Object point labels:
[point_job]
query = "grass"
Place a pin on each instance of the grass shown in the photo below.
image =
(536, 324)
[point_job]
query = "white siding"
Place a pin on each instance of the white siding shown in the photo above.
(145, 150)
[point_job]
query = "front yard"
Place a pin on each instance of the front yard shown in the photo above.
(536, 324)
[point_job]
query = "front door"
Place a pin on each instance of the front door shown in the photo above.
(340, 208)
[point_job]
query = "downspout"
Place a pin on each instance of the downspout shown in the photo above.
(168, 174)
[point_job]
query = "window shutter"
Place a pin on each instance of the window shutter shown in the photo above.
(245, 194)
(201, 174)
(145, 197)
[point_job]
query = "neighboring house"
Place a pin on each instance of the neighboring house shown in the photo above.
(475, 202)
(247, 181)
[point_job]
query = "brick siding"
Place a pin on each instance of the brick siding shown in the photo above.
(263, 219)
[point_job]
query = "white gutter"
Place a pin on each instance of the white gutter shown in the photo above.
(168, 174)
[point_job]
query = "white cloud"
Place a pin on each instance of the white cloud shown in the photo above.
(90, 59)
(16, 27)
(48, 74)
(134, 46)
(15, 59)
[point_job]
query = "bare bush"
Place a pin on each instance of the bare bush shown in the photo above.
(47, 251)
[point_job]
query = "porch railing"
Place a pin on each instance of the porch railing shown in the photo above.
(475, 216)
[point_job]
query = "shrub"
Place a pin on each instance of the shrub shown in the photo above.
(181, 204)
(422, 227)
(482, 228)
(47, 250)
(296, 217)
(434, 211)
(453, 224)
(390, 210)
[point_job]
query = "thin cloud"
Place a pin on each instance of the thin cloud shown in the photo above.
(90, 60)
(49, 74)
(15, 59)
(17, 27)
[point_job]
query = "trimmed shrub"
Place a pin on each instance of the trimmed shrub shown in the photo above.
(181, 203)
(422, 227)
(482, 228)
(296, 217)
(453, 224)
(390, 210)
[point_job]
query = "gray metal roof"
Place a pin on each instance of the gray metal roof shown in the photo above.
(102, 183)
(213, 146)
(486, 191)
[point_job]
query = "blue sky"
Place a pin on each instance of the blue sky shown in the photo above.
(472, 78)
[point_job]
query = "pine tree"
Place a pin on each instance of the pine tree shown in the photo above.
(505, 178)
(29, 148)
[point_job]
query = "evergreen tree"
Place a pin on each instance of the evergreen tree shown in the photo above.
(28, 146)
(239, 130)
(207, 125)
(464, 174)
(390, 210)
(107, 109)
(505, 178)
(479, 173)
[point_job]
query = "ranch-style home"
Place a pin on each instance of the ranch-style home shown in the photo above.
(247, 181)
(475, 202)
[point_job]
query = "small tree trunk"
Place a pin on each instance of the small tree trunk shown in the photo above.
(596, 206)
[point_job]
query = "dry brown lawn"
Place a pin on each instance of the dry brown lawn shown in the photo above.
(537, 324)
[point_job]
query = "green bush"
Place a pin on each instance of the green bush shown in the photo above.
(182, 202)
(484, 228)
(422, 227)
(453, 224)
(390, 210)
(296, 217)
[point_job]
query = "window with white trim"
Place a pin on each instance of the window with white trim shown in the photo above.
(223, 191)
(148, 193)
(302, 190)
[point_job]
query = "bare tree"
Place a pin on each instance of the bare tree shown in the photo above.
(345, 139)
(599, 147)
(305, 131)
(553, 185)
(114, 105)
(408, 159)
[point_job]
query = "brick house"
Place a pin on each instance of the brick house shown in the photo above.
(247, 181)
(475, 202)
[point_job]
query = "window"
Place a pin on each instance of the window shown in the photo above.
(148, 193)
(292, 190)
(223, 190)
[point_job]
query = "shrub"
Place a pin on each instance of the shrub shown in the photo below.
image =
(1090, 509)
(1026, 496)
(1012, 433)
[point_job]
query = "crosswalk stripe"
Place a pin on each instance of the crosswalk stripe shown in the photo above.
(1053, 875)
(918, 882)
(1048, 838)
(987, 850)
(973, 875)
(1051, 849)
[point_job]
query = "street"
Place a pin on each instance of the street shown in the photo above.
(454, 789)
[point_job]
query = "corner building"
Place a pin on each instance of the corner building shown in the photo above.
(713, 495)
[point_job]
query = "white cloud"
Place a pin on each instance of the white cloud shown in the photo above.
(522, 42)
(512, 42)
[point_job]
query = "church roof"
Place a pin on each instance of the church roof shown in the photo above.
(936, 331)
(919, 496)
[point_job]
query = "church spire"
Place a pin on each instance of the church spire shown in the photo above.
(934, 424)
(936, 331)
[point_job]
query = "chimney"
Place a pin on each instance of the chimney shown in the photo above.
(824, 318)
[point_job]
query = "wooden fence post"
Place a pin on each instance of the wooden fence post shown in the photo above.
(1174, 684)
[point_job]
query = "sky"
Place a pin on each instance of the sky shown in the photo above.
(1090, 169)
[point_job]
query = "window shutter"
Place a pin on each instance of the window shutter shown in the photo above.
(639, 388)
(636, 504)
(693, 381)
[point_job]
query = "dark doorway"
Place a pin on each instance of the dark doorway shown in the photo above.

• **Task statement**
All of the entries above should be written out again exactly.

• **Final answer**
[point_job]
query = "grass"
Place a pin on each instance of the grass shown in the photo below.
image =
(536, 324)
[point_job]
query = "white siding"
Place a pin on each instance of the white siding shown in the photo above.
(145, 150)
[point_job]
query = "front yard"
Place a pin on each instance of the front yard shown in the photo above.
(536, 324)
[point_job]
query = "front door"
Place a pin on each instance of the front door shown in the photo above.
(340, 208)
[point_job]
query = "downspout"
Place a pin on each instance of the downspout shown in the photo above.
(168, 174)
[point_job]
query = "window shutter"
Place a pin on each instance of the window shutter shown in the photo above.
(245, 194)
(201, 174)
(145, 197)
[point_job]
query = "neighboring house"
Place a pin on each instance of the neighboring house shown in the photo above.
(475, 202)
(247, 181)
[point_job]
query = "brick siding"
Place a pin on each instance of the brick siding shown in the photo above.
(263, 219)
[point_job]
query = "white gutter"
Place a pin on each instance of the white gutter shown in the photo above.
(168, 174)
[point_job]
query = "white cloud"
Place a pin on each instance of the white cloud shown in the photo above.
(90, 59)
(16, 27)
(48, 74)
(134, 46)
(15, 59)
[point_job]
query = "bare bush"
Place a pin on each instance of the bare bush shown in the photo above.
(47, 251)
[point_job]
query = "porch railing"
Place a pin on each instance of the porch railing shown in the photo above.
(475, 216)
[point_job]
query = "shrub"
Place a pin on each instance of the shrub shown in the photo above.
(181, 204)
(422, 227)
(482, 228)
(47, 250)
(296, 217)
(434, 211)
(453, 224)
(390, 210)
[point_job]
query = "thin cloud"
Place a pin on each instance of the thin cloud shown in the photo above.
(90, 60)
(49, 74)
(15, 59)
(17, 27)
[point_job]
query = "trimmed shrub"
Place a pin on each instance of the trimmed shrub shown in the photo above.
(181, 203)
(422, 227)
(482, 228)
(296, 217)
(453, 224)
(390, 210)
[point_job]
query = "gray metal roof"
Place a pin on each instance of the gray metal roof shown in the photo above.
(102, 183)
(213, 146)
(486, 191)
[point_job]
query = "blue sky"
Place a pin on each instance of the blue sky shown in the photo above.
(472, 78)
[point_job]
query = "pine tree"
Place a pin on each instance of the pine tree shown in the photo above.
(505, 178)
(29, 148)
[point_job]
query = "evergreen tree"
Place a pin on each instance of the evergreen tree shown in the photo above.
(28, 146)
(239, 130)
(207, 125)
(464, 174)
(390, 210)
(107, 109)
(505, 178)
(479, 173)
[point_job]
query = "ranch-style home"
Place a pin on each instance of the ranch-style home shown in the photo above.
(247, 181)
(475, 202)
[point_job]
query = "small tree trunk"
Place a pin on each instance of the small tree trunk shown in the photo above.
(596, 206)
[point_job]
query = "dry brown lawn"
Place a pin on each instance of the dry brown lawn shown in the photo above.
(537, 324)
[point_job]
query = "green bush"
Place a pin on each instance of the green bush shown in the photo above.
(182, 202)
(484, 228)
(422, 227)
(453, 224)
(390, 210)
(296, 217)
[point_job]
query = "window with white trim"
Place a pin on each instance of the window with white trim shown in the photo above.
(223, 191)
(148, 193)
(302, 190)
[point_job]
query = "bare tree"
Place a pin on each instance of the bare tree shown in the photo above.
(345, 139)
(599, 147)
(305, 131)
(553, 185)
(114, 105)
(408, 159)
[point_job]
query = "brick house"
Place a pin on each instance of the brick house shown in the photo above.
(247, 181)
(475, 202)
[point_job]
query = "window"
Place a pin on each instance of the window shown in the photo above.
(148, 193)
(292, 190)
(223, 190)
[point_job]
query = "shrub"
Place a pin on each instance of the shrub shown in the photo below.
image =
(1090, 509)
(1026, 496)
(1012, 433)
[point_job]
query = "crosswalk stripe"
Place a pin on each instance of the crosswalk stripe shown in the photo above.
(1053, 875)
(918, 882)
(1048, 838)
(987, 850)
(973, 875)
(1051, 849)
[point_job]
query = "street"
Place a pin on each instance of the street shown in the photo above.
(454, 789)
[point_job]
query = "corner building"
Place a pin on each instance of the corner building shown in the photo above.
(713, 495)
[point_job]
query = "white cloud"
Place a pin on each instance of the white cloud shown in the photo above.
(522, 42)
(512, 42)
[point_job]
query = "church roof"
Place a pin on each instance of the church roof shown in the photo above.
(936, 331)
(919, 496)
[point_job]
query = "church spire"
Place a pin on each instance of the church spire shown in the photo above.
(934, 424)
(936, 331)
[point_job]
query = "chimney"
Place a pin on each instance of the chimney shown in the photo above.
(824, 318)
[point_job]
query = "wooden fence post"
Place a pin on each instance of the wooden fence post shown in the photo above.
(1174, 684)
[point_job]
query = "sky"
Place a pin on each instance of the sky shown in the photo above.
(1090, 169)
[point_job]
query = "window shutter"
Place a pin on each instance of the window shutter shown in the photo above.
(639, 388)
(636, 504)
(693, 381)
[point_job]
query = "dark doorway"
Place a pin on each instance of the dark doorway shown in the photo above.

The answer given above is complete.